▶ Required action:
Restate all entries exactly. Skip the images.

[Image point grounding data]
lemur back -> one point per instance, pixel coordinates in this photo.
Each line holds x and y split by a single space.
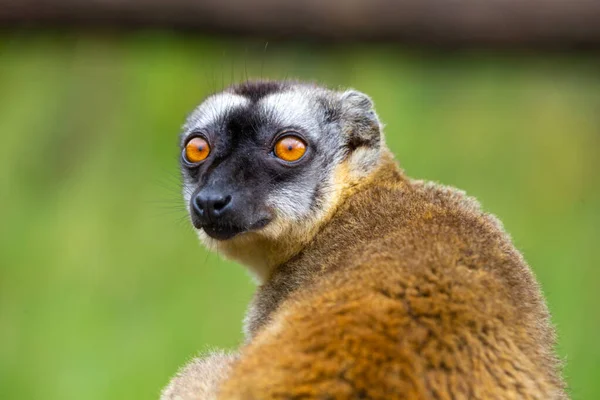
382 287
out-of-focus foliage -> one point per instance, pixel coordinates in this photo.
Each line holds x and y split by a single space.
104 290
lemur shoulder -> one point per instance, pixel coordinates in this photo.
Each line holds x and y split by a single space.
371 285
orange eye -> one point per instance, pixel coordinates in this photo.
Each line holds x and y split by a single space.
290 148
196 150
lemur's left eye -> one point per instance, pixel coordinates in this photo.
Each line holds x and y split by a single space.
290 148
196 150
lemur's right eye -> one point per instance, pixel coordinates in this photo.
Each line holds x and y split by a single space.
196 150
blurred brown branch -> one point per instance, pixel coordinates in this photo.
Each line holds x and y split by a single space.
533 23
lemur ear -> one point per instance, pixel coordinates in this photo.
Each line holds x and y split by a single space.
360 122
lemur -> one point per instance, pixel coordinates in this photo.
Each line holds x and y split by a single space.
372 285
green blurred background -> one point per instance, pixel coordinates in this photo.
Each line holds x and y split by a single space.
104 289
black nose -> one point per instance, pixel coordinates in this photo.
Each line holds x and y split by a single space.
211 205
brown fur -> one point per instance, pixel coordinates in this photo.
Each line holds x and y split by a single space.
408 291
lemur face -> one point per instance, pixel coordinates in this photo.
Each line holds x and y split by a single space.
265 154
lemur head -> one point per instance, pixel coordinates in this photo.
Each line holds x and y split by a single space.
266 163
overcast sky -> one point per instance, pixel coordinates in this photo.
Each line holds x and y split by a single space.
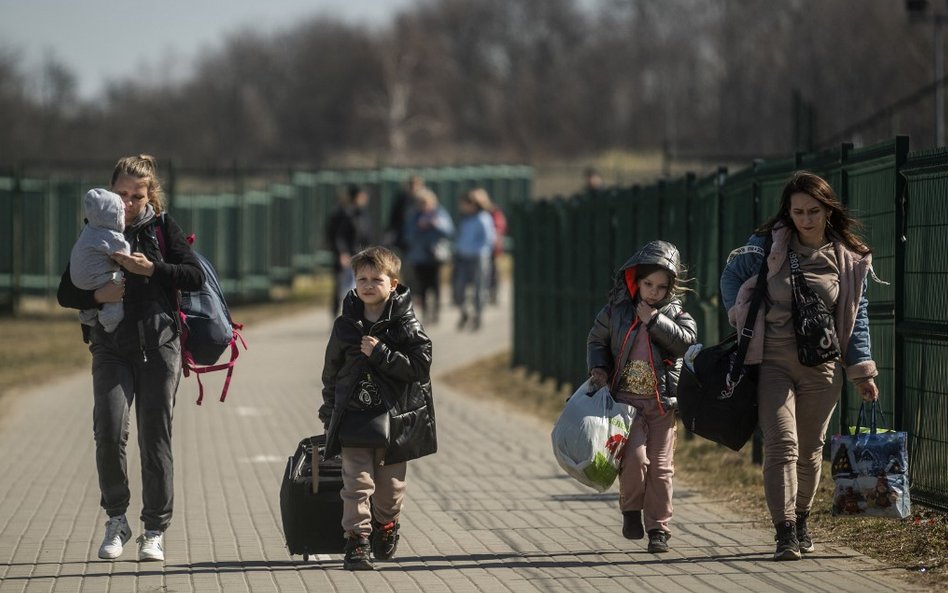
102 40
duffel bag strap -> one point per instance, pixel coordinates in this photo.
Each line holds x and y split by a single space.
743 341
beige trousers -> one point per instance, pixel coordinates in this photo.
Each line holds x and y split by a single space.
369 488
795 406
645 476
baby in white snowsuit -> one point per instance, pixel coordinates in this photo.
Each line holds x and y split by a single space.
90 264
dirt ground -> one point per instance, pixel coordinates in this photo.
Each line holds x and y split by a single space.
919 544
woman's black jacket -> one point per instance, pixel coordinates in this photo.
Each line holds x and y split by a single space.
151 318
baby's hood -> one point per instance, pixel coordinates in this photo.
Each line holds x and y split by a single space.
104 209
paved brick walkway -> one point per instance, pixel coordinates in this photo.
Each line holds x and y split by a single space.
490 512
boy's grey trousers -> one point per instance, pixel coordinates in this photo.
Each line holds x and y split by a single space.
121 376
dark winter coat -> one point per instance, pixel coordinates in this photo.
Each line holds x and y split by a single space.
150 303
400 364
670 333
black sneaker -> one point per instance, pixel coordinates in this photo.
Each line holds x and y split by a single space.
384 540
658 541
803 536
357 554
632 525
788 547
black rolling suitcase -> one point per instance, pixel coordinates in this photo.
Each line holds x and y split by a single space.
312 509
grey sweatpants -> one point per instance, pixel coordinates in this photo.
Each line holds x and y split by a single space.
121 377
795 405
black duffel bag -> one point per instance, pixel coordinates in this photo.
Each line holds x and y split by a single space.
713 406
717 392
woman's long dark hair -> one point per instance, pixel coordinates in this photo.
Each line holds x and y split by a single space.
840 222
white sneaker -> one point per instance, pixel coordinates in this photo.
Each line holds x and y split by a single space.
117 534
150 546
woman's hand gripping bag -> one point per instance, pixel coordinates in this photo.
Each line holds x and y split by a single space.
590 435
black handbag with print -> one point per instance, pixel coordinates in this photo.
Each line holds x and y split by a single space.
365 423
717 392
813 322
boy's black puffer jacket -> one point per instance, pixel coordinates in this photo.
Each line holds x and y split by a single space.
400 365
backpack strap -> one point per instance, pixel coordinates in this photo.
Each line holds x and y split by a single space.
189 366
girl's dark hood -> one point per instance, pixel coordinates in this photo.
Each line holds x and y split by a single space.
661 253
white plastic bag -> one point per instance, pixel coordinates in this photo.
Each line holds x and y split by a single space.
590 435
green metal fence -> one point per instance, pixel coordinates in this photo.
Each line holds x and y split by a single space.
567 251
259 228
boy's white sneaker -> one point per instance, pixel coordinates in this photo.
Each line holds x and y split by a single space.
150 546
117 534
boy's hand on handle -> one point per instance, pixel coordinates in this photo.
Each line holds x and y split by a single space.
135 263
868 390
110 293
368 344
598 378
645 311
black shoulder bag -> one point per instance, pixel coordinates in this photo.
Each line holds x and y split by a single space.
717 396
813 323
365 422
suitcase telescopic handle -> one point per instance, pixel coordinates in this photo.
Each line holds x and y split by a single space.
315 456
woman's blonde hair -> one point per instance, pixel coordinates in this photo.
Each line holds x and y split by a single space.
142 166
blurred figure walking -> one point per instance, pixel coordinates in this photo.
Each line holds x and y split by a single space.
472 251
428 235
348 232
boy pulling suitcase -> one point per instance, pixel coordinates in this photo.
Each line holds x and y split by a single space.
377 406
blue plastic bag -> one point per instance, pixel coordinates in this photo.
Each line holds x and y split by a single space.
870 469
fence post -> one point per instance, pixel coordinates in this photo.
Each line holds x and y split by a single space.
17 243
901 230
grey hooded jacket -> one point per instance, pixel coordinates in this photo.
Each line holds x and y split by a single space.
90 263
670 333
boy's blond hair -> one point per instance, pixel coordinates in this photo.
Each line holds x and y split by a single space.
380 258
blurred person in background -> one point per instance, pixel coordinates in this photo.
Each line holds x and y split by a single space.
402 206
592 181
472 251
428 234
500 232
348 231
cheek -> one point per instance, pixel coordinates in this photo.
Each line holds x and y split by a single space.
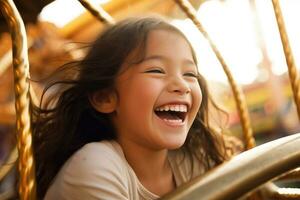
197 97
139 97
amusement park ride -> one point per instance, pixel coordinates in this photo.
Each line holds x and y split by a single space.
242 176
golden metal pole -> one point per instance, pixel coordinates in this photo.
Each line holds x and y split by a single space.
289 58
237 93
244 173
27 184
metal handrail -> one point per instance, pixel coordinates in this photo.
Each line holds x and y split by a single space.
244 173
27 184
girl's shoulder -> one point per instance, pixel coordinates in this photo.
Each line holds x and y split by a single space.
95 169
96 157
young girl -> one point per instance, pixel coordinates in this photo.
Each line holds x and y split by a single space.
131 121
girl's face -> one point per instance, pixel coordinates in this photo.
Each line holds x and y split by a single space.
158 99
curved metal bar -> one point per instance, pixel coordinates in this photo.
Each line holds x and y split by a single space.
243 173
237 93
9 163
293 73
27 185
98 12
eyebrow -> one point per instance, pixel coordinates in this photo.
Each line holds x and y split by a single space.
158 57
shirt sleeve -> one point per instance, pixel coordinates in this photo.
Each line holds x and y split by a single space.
93 173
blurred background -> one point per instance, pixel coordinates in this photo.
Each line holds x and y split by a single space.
245 32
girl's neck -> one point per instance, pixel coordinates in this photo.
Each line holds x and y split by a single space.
150 166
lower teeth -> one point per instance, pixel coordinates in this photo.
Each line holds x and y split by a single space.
173 120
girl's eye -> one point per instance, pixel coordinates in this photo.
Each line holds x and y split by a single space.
154 71
191 74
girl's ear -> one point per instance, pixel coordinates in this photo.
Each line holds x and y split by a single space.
103 102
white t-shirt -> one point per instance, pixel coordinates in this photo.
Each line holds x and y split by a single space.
99 170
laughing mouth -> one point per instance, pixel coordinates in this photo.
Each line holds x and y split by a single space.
172 113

▶ Exercise solution:
lemur back -> one point per instance, pixel coordinates in this photo.
Each line holds x and y split by a single space.
382 287
out-of-focus foliage -> one point per instance, pixel coordinates in this photo.
Each line holds x and y split by a single space.
104 290
lemur shoulder -> one point per instance, pixel coordinates in this photo.
Each line holds x and y split by a single space.
371 285
orange eye -> one point per instance, pixel coordinates in this photo.
Each line holds x and y split by a single space.
290 148
196 150
lemur's left eye -> one point per instance, pixel coordinates in this photo.
Each line holds x and y split by a single space.
290 148
196 150
lemur's right eye -> one point per instance, pixel coordinates in this photo.
Each line holds x and y split by a single space.
196 150
blurred brown branch -> one point per instance, pixel coordinates in this photo.
Each line holds x and y split by a single space.
533 23
lemur ear -> one point per instance, pixel coordinates in this photo.
Each line holds x and y split by a single space.
360 122
lemur -> one point per instance, pixel coordinates in this photo.
Each line holds x and y split by a single space.
372 285
green blurred background -> one point per instance, pixel coordinates in this photo.
Each line holds x and y split by a single space.
104 289
black nose -> one point per instance, pixel coordinates in this photo.
Each line holds x and y split by a single space.
211 205
brown fur -> one point per instance, pixel coordinates in this photo.
Each line holds x and y split by a single space.
408 291
lemur face -> one point per instance, pixel coordinates in this photo.
Each line holds x and y split by a single space.
265 154
lemur head -> one point per instance, pixel coordinates in this photo.
Each line holds x and y split by a single space.
266 163
overcast sky -> one point per instance, pixel coordinates in this photo.
Each line holds x and y split by a single space.
102 40
duffel bag strap -> one point per instance, pixel coordinates in this photo.
Each line holds x and y split by a single space.
743 341
beige trousers -> one point per instance, pixel coordinates in this photo.
Each line holds x and y split by a single space.
369 488
795 406
645 476
baby in white snowsuit -> one point per instance, pixel coordinates in this photo.
Each line holds x and y split by a single space.
90 264
dirt ground -> one point per instance, pixel coordinates in this photo.
Each line holds x and y split by a single space.
919 544
woman's black jacket -> one point per instance, pixel coordinates in this photo.
Each line holds x and y split by a single space.
151 318
baby's hood -> one point per instance, pixel coordinates in this photo.
Each line holds x and y split by a single space.
104 209
paved brick walkway -> one point per instance, pixel coordinates in this photo.
Each line holds x and y split by a single space.
490 512
boy's grey trousers -> one point per instance, pixel coordinates in this photo.
Each line holds x and y split by a single space.
121 376
dark winter coat -> one point per instance, pixel coordinates in this photo.
Each line holds x and y split by a single space.
150 303
400 364
670 333
black sneaker -> one point per instance, pixel coordinates in this photo.
Each line holds x and y split by a single space.
384 540
658 541
803 536
357 554
632 525
788 547
black rolling suitcase -> one point per instance, pixel coordinates in this photo.
Each line holds x and y split by a single space.
312 509
grey sweatpants -> one point per instance, pixel coordinates in this photo.
Each line holds x and y split by a single space.
121 377
795 405
black duffel bag -> one point per instance, pixel coordinates in this photo.
Each line holds x and y split by a single space.
713 406
717 392
woman's long dark hair -> one point per instance, pixel coordinates in this photo.
Each line holds x and y split by a single space.
840 222
white sneaker -> one point per instance, pixel coordinates in this photo.
Each line holds x and y split by a single space.
117 534
150 546
woman's hand gripping bag -> one point per instance, pixel coordinates in this photo.
Each line holds x and y split by a single space.
590 435
black handbag with print -> one point per instance, pixel coordinates in this photo.
Each line holds x and y split by a single space.
365 423
717 392
813 322
boy's black puffer jacket -> one point per instance, pixel coordinates in this photo.
Each line holds x and y split by a single space.
400 365
backpack strap -> one point per instance, pixel coordinates in this photo.
Each line holds x and y split by a single space.
189 366
girl's dark hood -> one point per instance, pixel coordinates in this photo.
Each line holds x and y split by a single space.
661 253
white plastic bag -> one point per instance, pixel coordinates in this photo.
Each line holds x and y split by a single space.
590 435
green metal fence -> one point per instance, pixel coordinates in this photo.
Each line holds x and y split by a single space.
567 251
259 228
boy's white sneaker -> one point per instance, pixel coordinates in this photo.
Each line holds x and y split by a single space.
150 546
117 534
boy's hand on handle -> one point per instance, pixel coordinates in this photo.
Each line holds x and y split by a single space.
135 263
868 390
110 293
368 344
598 378
645 311
black shoulder bag -> one point per instance, pixel coordinates in this photo.
Each line holds x and y split by a single space.
717 396
813 323
365 422
suitcase telescopic handle -> one point per instance, pixel coordinates in this photo.
Each line holds x and y split by a single space.
315 456
woman's blonde hair -> one point per instance, pixel coordinates in this photo.
Each line holds x and y split by a single space.
142 166
blurred figure walking -> one point per instance, pixel coordinates in this photo.
Each line holds x and y split by a single space.
472 251
428 235
348 232
boy pulling suitcase -> one point per instance, pixel coordinates in this photo.
Each line holds x and y split by a single space.
377 406
blue plastic bag -> one point per instance, pixel coordinates in this photo.
Each line holds x and y split by a single space.
870 469
fence post -> one point per instance, pixel coordinates in this photo.
Each line holds x and y split by a single space.
17 243
901 230
grey hooded jacket -> one point per instance, pixel coordinates in this photo.
Each line holds x and y split by a single space.
90 263
670 333
boy's blond hair -> one point per instance, pixel coordinates in this photo.
Each line holds x and y split by a single space.
380 258
blurred person in background -> one point per instance, pixel coordinates in this photo.
Each line holds x and y split by a single space.
402 206
592 181
472 251
428 234
500 232
348 231
cheek -> one point per instance, pixel coordinates in this photo.
Each line holds x and y split by a single space.
197 97
139 97
amusement park ride -> one point per instance, pixel coordinates in this photo.
Each line holds x and y split by a single space.
242 176
golden metal pole -> one point per instance, pixel coordinates in this photo.
Each line holds x and y split by a single space.
289 58
237 93
244 173
27 184
metal handrail -> one point per instance, pixel coordinates in this photo.
Each line holds x and y split by a single space.
244 173
27 184
girl's shoulder -> one point per instance, pixel coordinates in this photo.
Each line holds x and y split by a single space.
95 169
96 157
young girl -> one point per instance, pixel coordinates in this photo.
Each line holds x and y split by a single space.
131 121
girl's face -> one point per instance, pixel coordinates in this photo.
Each line holds x and y split by a single space.
158 99
curved metal bar -> one point per instance, pixel coordinates in this photo.
Each line holds x and y split by a single space.
243 173
237 93
9 163
293 73
27 185
98 12
eyebrow -> one point per instance, pixel coordinates in this photo.
Each line holds x and y split by a single space.
158 57
shirt sleeve -> one point per instance, pixel coordinates in this photo.
Each line holds x and y split by a single space.
93 173
blurred background -> one point per instance, pixel coordinates in this photo.
Each line holds x and y split by a single space.
245 32
girl's neck -> one point per instance, pixel coordinates in this photo.
Each line holds x and y split by a single space.
150 166
lower teeth -> one point per instance, pixel coordinates in this photo.
Each line holds x and y split by a single space.
173 120
girl's eye -> one point per instance, pixel coordinates in this photo.
Each line holds x and y split by a single space.
154 71
191 74
girl's ear -> one point per instance, pixel coordinates in this photo.
Each line holds x and y split by a single space.
103 102
white t-shirt -> one point per instance, pixel coordinates in this photo.
Each line holds x and y split by a single space.
99 170
laughing mouth -> one point per instance, pixel coordinates in this photo.
Each line holds x and y split by a single space.
172 113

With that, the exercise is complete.